> [Предоставленный текст]

Безжалостно искореняя культурные, религиозные и этнические различия, КПК хочет сформировать сильную нацию.
Что делает нацию сильной? В девятнадцатом веке, наблюдая за развалом когда-то могущественной империи, китайская интеллигенция была одержима этим вопросом.
Более века спустя лидеры Китая, как никогда прежде, руководствуются в своих действиях необходимостью укрепить внутреннее единство и продемонстрировать свою мощь за границей, - особенно сейчас, когда замедлился головокружительный темп модернизации, сохранявшийся последние три десятилетия.
Китайское руководство под жёстким правлением президента Си Цзиньпина твёрдо намерено показать историческую неизбежность «возрождения китайской нации», сплотившейся в едином порыве к «китайской мечте».
Они уверены, что для достижения этой цели требуется однородное население, а культурные, религиозные и этнические различия – не говоря уж о политических взглядах, которые могут поставить под угрозу однопартийную систему – должны быть уничтожены.
Уйгуры (тюркский народ, в основном исповедующий ислам) и тибетцы, по-прежнему составляющие большинство в западных китайских провинциях, больше других страдают от систематических усилий правительства по уничтожению этнической самобытности.
Сейчас уже не осталось и следа от притворно толерантного отношения к этим общинам. Их культура и религия объявляются вне закона, а цель – «национальное единство», как считается, оправдывает эти меры.
О последствиях такой политики было рассказано на этой неделе в ООН. Гей Макдугалл, член Комитета ООН по ликвидации расовой дискриминации, заявил, что населённый в основном мусульманами Синьцзян-Уйгурский автономный район (СУАР) стал «зоной бесправия» – по некоторым оценкам там в «центрах противодействия экстремизму» соджержится до 1 миллиона человек.
Китайские руководители выступили с протестом. В передовице «Global Times» (официальная китайская англоязычная газета) говорится, что благодаря «активной руководящей роли Коммунистической партии Китая и народной мощи страны… Синьцзян удалось в последний момент спасти от массовых беспорядков».
В то же время СУАР живет сегодня в условиях повсеместной высокотехнологичной слежки, растёт количество массовых «образовательных» лагерей, по улицам ходят вооружённые патрули, везде стоят контрольно-пропускных пункты и применяются другие жесткие меры, нарушающие права человека.
Ограничено использование уйгурского языка, а многие мусульманские культурные и религиозные обряды запрещены. Ношение бурки или «ненормально большой бороды» считаются проявлением «экстремизма» и запрещены в соответствии с так называемыми «анти-экстремистскими» указами.
Местные власти ввели множество всевозможных запретов: люди должны сдавать правительству свои Кораны и другие предметы религиозного культа; детям с мусульманскими именами предписано сменить имена; студентам больше не разрешается соблюдать Рамадан; а людей, которых застали за молитвой или у которых нашли религиозные книги отправляют в «образовательные» лагеря – так, в стиле Оруэлла, называются лагеря для массового интернирования китайских мусульман.

> [Предоставленные данные]
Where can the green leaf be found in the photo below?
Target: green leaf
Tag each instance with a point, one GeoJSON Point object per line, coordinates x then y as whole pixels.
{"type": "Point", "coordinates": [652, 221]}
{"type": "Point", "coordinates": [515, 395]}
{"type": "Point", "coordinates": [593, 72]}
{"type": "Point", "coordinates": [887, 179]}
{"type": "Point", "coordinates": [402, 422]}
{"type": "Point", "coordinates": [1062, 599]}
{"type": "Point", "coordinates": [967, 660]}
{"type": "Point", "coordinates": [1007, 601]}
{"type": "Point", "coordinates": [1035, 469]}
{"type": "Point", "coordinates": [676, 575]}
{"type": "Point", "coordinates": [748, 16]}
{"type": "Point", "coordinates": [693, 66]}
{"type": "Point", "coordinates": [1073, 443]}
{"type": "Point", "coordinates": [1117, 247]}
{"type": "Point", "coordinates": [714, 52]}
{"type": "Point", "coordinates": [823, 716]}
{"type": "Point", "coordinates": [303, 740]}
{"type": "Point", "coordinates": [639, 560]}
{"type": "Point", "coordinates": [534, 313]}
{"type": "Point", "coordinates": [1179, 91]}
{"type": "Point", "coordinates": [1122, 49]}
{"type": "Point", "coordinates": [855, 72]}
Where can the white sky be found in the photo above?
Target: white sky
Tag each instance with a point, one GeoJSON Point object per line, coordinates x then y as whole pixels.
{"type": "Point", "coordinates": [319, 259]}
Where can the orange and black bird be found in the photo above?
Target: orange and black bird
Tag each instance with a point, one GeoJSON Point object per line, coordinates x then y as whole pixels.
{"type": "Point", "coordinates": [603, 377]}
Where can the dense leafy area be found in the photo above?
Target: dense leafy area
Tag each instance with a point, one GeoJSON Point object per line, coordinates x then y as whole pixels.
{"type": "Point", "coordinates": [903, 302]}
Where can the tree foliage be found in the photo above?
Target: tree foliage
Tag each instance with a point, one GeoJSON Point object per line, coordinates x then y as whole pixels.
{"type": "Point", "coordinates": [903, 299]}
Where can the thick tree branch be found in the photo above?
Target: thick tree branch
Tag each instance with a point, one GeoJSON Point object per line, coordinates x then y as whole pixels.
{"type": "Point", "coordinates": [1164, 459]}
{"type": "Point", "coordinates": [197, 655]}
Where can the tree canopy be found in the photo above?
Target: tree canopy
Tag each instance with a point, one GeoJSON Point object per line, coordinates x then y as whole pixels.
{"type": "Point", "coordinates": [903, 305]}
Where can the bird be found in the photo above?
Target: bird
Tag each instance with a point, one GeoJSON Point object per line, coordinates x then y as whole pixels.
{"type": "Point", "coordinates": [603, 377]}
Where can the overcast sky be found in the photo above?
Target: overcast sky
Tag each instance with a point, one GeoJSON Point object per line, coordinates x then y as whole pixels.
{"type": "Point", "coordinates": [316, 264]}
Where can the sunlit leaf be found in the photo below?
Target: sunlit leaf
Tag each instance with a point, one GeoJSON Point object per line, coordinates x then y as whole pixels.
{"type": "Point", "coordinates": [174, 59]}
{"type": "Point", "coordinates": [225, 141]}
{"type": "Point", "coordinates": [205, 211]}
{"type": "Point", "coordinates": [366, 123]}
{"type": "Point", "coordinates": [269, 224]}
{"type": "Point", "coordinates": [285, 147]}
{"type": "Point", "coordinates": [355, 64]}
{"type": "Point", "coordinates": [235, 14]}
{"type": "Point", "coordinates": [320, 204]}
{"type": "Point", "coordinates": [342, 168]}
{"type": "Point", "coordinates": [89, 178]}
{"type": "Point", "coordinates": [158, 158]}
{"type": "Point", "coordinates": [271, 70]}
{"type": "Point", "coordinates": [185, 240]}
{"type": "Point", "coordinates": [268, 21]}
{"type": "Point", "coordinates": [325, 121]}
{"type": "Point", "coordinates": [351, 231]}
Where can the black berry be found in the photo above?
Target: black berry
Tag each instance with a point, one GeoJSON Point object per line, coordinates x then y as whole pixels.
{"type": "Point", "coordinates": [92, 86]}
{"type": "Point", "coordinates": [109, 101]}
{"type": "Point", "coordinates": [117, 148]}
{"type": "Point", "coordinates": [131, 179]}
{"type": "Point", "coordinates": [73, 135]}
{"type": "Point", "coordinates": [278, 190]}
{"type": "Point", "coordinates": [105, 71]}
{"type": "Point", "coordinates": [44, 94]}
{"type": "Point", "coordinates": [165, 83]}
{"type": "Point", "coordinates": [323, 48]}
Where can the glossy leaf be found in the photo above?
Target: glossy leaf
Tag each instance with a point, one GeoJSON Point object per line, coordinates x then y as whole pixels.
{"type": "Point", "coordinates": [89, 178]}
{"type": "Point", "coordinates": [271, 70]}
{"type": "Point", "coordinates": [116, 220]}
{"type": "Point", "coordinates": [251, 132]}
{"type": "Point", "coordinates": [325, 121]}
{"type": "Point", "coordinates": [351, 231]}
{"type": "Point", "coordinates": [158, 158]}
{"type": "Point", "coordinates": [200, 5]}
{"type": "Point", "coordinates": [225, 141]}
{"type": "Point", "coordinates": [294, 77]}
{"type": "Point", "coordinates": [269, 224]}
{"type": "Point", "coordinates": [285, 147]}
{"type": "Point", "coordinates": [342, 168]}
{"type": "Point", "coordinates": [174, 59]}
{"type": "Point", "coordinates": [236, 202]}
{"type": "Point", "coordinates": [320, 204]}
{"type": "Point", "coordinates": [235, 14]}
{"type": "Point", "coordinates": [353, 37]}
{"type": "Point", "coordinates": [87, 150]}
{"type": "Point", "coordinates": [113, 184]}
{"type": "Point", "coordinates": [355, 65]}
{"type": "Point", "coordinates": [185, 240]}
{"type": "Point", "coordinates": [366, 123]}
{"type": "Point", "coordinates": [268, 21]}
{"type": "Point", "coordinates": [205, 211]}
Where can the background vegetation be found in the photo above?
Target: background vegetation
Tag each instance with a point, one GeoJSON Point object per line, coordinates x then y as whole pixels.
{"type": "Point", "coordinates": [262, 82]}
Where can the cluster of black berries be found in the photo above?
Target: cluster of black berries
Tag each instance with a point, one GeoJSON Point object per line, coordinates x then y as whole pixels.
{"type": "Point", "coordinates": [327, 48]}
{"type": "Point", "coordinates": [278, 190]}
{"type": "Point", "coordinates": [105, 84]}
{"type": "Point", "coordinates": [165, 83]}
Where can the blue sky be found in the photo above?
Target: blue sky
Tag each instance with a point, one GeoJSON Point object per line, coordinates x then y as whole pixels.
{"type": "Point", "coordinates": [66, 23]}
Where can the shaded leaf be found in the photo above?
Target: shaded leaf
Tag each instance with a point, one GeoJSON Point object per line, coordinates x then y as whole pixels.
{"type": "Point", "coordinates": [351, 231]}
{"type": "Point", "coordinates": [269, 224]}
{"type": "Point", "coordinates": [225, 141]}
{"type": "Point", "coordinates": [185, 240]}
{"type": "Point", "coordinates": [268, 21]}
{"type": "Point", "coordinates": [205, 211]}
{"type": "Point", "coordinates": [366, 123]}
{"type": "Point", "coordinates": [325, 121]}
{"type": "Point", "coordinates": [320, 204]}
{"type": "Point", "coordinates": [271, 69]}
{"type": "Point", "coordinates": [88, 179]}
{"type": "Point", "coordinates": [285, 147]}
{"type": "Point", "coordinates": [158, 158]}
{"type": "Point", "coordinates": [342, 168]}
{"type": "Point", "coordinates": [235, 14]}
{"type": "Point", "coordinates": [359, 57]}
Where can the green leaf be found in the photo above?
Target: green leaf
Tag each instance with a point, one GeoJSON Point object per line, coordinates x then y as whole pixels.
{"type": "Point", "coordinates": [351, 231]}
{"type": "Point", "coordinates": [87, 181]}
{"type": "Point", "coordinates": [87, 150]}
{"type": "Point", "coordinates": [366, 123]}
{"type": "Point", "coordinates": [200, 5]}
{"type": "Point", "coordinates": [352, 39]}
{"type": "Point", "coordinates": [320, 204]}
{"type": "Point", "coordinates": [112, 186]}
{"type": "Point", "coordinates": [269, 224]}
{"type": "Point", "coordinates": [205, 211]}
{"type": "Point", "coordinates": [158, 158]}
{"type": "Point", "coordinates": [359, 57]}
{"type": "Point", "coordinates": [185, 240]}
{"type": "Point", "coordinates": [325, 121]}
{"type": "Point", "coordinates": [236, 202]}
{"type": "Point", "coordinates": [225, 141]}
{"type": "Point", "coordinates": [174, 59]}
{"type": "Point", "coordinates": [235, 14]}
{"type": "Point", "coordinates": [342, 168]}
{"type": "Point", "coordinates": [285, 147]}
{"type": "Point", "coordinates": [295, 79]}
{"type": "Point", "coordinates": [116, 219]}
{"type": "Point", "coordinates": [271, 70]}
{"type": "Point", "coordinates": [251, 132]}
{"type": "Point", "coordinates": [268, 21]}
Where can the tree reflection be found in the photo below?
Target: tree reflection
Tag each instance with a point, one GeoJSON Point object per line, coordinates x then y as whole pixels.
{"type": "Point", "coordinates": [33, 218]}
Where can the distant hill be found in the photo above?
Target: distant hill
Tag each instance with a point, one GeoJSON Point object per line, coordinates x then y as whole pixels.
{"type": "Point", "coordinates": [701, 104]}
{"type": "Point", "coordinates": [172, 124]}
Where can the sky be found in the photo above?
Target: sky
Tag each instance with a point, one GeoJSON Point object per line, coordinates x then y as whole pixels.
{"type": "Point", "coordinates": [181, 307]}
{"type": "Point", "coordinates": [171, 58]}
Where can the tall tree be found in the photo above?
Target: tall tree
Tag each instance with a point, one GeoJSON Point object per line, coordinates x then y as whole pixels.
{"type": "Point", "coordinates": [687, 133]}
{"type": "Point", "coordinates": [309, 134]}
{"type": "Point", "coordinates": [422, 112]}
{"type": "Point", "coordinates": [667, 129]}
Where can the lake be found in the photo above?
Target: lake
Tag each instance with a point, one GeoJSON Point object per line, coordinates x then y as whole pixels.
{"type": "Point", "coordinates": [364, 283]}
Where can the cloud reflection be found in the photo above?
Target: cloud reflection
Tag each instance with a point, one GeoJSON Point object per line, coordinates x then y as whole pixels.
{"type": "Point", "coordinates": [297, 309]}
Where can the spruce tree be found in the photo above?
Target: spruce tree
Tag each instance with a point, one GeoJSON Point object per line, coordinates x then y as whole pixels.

> [Что нужно сделать] Пожалуйста, отредактируйте отрывок предоставленного текста от слов «Они уверены, что» до слов «должны быть уничтожены.» включительно: приведите его заново, заменив «однородное население» на «единообразное население».

> [Полный ответ]
Они уверены, что для достижения этой цели требуется единообразное население, а культурные, религиозные и этнические различия – не говоря уж о политических взглядах, которые могут поставить под угрозу однопартийную систему – должны быть уничтожены.